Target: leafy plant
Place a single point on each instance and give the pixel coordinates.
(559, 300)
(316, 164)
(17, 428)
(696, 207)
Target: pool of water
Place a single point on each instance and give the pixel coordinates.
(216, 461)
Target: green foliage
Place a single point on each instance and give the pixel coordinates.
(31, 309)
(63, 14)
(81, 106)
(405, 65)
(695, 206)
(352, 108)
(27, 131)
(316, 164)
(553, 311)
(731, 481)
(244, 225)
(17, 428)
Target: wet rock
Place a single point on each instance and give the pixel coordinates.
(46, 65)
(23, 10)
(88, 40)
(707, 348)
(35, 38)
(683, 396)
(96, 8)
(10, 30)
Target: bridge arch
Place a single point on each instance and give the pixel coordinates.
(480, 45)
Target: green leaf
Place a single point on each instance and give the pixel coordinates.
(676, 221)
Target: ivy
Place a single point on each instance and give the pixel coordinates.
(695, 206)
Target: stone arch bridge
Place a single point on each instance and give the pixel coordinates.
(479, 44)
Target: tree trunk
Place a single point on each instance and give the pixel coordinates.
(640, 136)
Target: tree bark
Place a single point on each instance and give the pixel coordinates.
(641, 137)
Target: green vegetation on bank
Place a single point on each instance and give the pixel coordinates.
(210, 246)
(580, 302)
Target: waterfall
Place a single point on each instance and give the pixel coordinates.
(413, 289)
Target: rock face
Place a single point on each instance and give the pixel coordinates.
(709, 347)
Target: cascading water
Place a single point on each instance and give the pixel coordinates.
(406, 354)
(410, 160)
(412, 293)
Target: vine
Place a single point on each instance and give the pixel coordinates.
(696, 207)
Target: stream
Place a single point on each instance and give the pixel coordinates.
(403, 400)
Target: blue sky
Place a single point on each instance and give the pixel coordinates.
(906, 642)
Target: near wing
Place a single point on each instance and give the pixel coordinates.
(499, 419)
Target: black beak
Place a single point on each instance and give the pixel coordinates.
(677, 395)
....
Reproduce all lines from the records above that include the word "bridge".

Target: bridge arch
Target: stone arch bridge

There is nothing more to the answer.